Text section ->
** BEGIN **

Will 94L hit the U.S. mainland?
This storm is a long-range threat to the U.S., as historically, 16% of storms in 94L's location have gone on to hit the U.S., with North Carolina the preferred target (10% chance.) A trough of low pressure capable of pulling 94L to the north enters Western Canada Thursday night, and the exact timing and amplitude of this trough will determine the ultimate landfall location of 94L. The long range 7 - 14 day runs of the GFS model over the past three day have all predicted an eventual landfall for 94L in the U.S., though these long-range runs are notoriously unreliable. The predicted landfall locations have ranged from New England to Texas--which isn't much help. The past three runs beginning on Sunday afternoon have all taken 94L over Florida during the August 27 - 29 time frame, which I'm sure is making organizers of the Republican National Convention uncomfortable, since the convention is in Tampa August 27 - 30. However, 94L could miss Florida completely, as the average error in model forecasts going out 7 days is in excess of 500 miles. We can't rule out a North Carolina landfall, but the pattern we've seen so far this year is for landfalls in Mexico's Yucatan Peninsula, so a more southwards path for 94L into the Yucatan is definitely a possibility. Also, we have that huge drought region in the Midwest, which tends to create its own high pressure bubble, which reduces the odds of storms making the turn and hitting the Central or Western Gulf Coast. If 94L makes it to the Western Caribbean, I see the two most likely options as a landfall in Mexico's Yucatan Peninsula (and then westwards into Mexico south of the Texas border), or recurvature into the Florida Gulf Coast.


Figure 2. MODIS satellite image of Hurricane Gordon taken on Sunday August 19, 2012, at 11:55 am EDT. At the time, Gordon was a Category 2 hurricane with 100 mph winds. Image credit: NASA.

Gordon hits the Azores
The eye of Hurricane Gordon passed over Santa Maria Island in the eastern Azores Islands near 1:30 am EDT this morning. Gordon was a Category 1 hurricane with 75 - 80 mph winds at landfall. Winds at the Santa Maria airport reached a sustained 49 mph at 3 am EDT, but the airport did not report winds during passage of the eyewall at 1:30 am. Reuters reported that Gordon caused only minor flooding and power outages. The hurricane is being sheared apart by strong upper-level winds, and the extratropical remnants of Gordon will not bring any strong winds or significant rain to Europe.

Disturbance 95L in the Gulf near the Texas/Mexico border
A region of disturbed weather (Invest 95L) has developed in the Gulf of Mexico off the coast, just northeast of Tampico, Mexico. The disturbance is due to a trough of low pressure and its associated cold front which moved off the coast over the weekend, but has been fortified via moisture from Tropical Storm Helene, which made landfall Saturday near Tampico. If 95L were to develop into a tropical storm, it would receive a new name. In their 8 am EDT Tropical Weather Outlook, NHC gave 95L a 30% chance of developing into a tropical cyclone by Wednesday morning. An Air Force hurricane hunter aircraft is scheduled to investigate 95L this afternoon. Winds at Tampico this morning were light out of the northeast, which implies that no surface circulation is forming at this time. Radar out of Altamira, Mexico does show some banding to the precipitation echoes, though, which may be indicative of something trying to spin up. The computer models show that 95L should move little over the next few days.

** END **

What you will do ->
Extend the hurricane forecast discussion above, starting right after its final sentence.

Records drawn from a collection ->

** BEGIN **

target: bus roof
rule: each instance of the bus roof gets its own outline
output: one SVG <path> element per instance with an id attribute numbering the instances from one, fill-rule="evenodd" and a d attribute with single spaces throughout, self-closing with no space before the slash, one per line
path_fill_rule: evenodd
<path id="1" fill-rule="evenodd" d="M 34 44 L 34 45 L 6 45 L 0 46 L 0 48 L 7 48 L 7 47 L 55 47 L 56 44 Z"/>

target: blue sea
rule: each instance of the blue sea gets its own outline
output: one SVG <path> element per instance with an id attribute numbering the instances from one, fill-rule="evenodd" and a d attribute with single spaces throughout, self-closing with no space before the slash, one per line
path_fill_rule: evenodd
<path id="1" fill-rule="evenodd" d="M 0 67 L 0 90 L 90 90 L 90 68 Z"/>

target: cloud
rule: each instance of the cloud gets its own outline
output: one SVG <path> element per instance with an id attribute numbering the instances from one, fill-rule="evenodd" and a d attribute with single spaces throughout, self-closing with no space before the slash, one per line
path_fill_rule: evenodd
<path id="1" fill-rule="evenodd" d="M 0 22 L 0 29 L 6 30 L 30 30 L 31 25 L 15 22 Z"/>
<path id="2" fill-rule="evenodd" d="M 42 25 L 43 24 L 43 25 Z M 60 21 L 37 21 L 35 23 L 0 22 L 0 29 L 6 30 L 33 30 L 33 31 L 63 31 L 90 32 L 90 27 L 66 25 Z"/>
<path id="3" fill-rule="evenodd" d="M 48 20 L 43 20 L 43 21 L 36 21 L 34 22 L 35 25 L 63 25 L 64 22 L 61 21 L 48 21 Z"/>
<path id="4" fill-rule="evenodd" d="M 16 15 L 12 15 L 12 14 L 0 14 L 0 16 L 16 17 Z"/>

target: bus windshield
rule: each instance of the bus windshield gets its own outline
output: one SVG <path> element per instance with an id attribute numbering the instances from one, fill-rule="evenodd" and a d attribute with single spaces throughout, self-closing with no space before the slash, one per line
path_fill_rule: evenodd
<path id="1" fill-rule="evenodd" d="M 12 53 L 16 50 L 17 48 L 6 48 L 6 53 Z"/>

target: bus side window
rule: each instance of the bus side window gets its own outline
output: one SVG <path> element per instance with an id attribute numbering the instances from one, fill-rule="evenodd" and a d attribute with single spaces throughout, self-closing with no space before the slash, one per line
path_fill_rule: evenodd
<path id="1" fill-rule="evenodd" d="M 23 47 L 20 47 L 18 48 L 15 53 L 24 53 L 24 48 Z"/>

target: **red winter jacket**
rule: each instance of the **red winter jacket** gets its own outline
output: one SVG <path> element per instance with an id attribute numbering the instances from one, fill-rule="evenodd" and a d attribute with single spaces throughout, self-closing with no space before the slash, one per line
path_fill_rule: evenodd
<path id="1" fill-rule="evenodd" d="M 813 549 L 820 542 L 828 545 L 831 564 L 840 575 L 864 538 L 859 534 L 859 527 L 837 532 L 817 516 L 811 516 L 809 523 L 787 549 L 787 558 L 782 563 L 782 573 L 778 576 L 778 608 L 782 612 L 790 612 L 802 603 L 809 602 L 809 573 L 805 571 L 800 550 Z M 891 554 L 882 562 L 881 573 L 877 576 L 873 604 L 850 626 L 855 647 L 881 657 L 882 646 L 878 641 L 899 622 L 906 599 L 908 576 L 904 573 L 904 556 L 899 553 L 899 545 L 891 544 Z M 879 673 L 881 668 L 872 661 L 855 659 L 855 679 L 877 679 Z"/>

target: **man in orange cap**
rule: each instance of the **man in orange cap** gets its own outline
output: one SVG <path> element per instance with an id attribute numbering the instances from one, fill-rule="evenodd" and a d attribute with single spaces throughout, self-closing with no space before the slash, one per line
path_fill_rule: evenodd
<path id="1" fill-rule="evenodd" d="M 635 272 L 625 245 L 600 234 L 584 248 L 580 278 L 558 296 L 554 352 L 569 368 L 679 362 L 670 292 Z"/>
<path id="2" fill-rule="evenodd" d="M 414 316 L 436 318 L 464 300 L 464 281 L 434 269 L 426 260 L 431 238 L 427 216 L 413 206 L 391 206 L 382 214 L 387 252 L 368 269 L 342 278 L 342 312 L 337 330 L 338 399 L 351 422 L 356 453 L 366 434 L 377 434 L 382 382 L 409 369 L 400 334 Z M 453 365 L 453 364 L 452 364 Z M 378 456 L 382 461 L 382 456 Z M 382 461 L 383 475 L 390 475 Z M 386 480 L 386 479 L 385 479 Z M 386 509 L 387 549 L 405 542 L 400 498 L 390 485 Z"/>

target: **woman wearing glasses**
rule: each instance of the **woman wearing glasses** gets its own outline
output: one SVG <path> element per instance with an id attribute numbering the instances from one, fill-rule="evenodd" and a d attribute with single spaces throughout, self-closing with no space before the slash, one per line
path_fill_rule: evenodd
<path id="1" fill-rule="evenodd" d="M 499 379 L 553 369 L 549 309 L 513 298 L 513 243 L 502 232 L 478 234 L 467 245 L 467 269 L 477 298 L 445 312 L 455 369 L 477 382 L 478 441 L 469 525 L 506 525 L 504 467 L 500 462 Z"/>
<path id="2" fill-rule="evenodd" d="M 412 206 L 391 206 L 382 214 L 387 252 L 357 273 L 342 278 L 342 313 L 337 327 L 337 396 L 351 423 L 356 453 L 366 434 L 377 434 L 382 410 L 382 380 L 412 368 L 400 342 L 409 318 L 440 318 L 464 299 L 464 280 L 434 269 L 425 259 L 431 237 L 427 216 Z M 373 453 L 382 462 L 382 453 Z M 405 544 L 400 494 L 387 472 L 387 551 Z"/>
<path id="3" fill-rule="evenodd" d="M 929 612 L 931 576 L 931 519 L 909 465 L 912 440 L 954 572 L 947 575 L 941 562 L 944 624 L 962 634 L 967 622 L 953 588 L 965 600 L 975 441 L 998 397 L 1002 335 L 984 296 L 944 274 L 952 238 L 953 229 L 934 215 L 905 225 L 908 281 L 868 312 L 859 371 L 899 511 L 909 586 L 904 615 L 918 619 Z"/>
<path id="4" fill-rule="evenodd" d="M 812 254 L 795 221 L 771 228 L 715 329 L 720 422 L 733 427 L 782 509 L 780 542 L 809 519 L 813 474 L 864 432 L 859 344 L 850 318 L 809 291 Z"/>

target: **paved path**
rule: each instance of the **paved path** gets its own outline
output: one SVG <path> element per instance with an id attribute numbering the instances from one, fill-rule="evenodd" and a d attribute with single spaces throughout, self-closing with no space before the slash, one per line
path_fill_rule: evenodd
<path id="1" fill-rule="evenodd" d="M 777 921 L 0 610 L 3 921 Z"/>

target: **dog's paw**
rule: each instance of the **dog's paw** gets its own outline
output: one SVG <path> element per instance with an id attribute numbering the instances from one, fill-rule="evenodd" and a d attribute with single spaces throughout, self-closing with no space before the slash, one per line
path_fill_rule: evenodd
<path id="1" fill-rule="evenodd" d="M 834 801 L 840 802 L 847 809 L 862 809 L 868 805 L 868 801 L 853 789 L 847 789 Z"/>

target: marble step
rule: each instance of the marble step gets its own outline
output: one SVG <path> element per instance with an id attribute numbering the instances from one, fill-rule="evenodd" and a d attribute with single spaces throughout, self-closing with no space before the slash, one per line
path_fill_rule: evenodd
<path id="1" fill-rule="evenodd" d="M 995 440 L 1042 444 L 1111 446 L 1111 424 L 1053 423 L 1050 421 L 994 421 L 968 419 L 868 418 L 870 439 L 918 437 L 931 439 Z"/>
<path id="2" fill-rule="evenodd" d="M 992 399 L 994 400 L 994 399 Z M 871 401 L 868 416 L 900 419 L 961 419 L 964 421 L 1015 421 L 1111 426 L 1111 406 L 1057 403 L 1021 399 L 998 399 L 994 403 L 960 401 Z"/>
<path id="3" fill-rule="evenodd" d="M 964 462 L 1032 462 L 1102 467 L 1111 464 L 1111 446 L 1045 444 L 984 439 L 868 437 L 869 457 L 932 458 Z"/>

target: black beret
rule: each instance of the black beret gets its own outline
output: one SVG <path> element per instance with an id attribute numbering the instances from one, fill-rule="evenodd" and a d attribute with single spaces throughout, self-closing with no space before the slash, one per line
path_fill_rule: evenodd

** END **

Written answer ->
Figure 3. Radar out of Altamira, Mexico at 9:45 am EDT August 20, 2012, shows some banding to the precipitation echoes in association with 95L.

Disturbance 96L off the coast of Africa
The tropical Atlantic is very busy this third week of August, and this is the week of the year that we typically see a major ramp-up of tropical storm activity in the Atlantic. A new tropical wave that emerged from the coast of Africa Sunday (Invest 96L) is headed west at 15 - 20 mph. This disturbance has a modest amount of spin and heavy thunderstorm activity, and is under a moderate 10 - 20 knots of wind shear. In their 8 am EDT Tropical Weather Outlook, NHC gave 96L a 20% chance of developing into a tropical cyclone by Wednesday morning. This disturbance does not have much model support for development.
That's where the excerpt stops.